Record excerpts section start

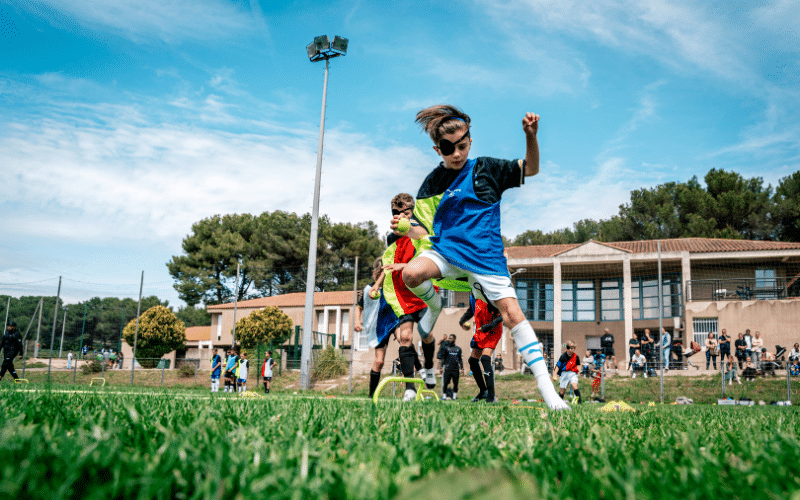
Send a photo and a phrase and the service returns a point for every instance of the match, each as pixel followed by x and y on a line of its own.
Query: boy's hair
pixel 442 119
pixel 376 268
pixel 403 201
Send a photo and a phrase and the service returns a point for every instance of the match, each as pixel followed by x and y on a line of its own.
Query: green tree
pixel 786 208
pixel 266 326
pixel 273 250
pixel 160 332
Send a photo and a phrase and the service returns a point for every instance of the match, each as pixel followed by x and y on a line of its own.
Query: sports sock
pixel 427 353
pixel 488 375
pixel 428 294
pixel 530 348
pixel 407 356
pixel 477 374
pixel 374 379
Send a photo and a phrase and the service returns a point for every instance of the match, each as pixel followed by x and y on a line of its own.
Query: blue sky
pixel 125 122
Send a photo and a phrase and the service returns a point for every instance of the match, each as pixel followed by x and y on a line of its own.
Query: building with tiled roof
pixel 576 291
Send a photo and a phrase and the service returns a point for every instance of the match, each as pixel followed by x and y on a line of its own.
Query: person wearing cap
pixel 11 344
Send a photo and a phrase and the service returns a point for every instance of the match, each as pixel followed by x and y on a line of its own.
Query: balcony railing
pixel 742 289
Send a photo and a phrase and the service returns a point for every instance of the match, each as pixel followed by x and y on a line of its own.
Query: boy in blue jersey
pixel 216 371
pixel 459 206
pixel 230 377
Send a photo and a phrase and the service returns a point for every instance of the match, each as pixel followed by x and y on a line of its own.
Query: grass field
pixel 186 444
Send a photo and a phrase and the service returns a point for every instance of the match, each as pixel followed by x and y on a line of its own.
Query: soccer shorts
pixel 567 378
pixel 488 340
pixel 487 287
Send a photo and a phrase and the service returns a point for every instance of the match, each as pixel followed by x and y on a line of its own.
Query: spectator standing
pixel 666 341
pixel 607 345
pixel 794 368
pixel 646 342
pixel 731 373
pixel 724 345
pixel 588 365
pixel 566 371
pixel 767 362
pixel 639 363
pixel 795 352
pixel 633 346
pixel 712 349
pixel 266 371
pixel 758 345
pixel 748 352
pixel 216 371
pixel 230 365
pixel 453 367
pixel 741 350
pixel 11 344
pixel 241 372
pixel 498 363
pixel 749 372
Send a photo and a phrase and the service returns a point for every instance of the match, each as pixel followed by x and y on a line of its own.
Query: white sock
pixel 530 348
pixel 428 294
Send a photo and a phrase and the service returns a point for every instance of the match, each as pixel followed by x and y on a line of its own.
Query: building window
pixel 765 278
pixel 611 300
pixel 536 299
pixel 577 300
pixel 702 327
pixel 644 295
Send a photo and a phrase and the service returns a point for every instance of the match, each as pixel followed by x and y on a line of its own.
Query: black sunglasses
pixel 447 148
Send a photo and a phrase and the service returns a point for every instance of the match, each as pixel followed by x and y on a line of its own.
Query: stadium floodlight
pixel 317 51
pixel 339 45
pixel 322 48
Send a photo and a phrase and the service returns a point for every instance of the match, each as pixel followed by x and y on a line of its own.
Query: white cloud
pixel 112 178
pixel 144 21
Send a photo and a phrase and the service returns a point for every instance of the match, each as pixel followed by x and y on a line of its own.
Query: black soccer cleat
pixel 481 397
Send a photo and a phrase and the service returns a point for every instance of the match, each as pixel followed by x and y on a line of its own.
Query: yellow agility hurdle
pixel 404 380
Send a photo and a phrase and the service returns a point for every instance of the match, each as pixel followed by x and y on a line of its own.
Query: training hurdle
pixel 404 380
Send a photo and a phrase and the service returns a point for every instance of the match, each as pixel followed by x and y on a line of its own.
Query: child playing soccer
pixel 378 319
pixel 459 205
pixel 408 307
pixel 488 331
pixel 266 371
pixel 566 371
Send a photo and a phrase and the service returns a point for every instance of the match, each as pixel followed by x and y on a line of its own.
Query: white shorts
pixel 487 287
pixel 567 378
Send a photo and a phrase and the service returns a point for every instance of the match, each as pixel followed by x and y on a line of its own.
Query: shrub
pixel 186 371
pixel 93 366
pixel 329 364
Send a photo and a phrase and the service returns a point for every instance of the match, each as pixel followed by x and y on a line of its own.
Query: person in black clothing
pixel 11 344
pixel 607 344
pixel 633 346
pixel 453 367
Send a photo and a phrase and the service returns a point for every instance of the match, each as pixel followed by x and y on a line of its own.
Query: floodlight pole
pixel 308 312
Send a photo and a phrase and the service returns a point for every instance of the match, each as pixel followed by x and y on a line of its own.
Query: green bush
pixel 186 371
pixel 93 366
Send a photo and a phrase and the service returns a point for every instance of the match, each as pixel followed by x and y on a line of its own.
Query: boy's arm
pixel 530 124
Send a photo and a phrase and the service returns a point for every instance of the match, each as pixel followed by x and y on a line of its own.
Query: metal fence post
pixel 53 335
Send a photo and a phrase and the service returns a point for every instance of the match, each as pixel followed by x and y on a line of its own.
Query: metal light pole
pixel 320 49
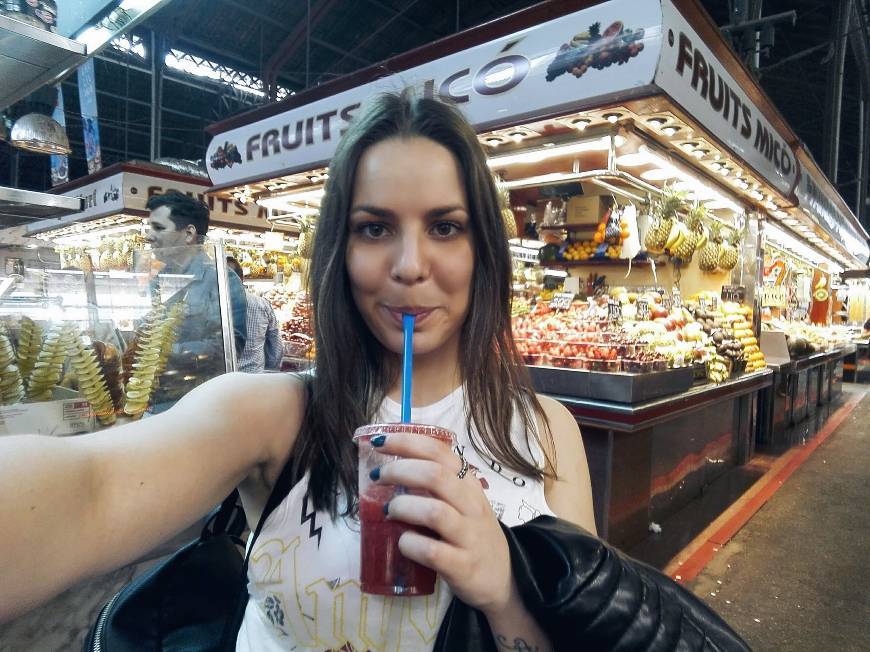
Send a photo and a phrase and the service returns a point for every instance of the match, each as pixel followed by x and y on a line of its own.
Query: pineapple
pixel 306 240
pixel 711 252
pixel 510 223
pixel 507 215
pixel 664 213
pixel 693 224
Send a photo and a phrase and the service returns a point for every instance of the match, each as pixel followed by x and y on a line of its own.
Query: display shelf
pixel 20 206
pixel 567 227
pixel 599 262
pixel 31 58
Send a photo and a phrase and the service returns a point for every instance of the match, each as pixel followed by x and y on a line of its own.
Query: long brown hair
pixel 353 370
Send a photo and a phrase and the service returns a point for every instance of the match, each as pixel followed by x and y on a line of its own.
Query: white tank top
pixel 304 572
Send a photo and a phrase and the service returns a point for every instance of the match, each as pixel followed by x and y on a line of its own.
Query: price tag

Record excerpts section end

Each line from the one containing "Query: pineapple" down to the final line of the listing must appear in the answer exactly as written, and no other line may.

Query: pineapple
pixel 306 240
pixel 711 252
pixel 510 223
pixel 507 215
pixel 664 213
pixel 693 224
Send a photo and a phrase and the service returns a point for every instance of the match, each as pixel followed by x and y on a line of its own.
Query: display shelf
pixel 20 206
pixel 567 227
pixel 599 262
pixel 31 58
Send a photo and a phrase and the service returns a point for every instance of the match, each as pixel followed by x and y on a line of its own.
Query: long brown hair
pixel 353 370
Send a photo and a phrase and the service returns a point for every instance of the match, each as pixel followed by x and y on a line of its own.
Query: white tank top
pixel 304 572
Send a photo and a phrase and the service returns a point for every instance of the match, each as pixel followed by x and y on a line of its own.
Query: price tag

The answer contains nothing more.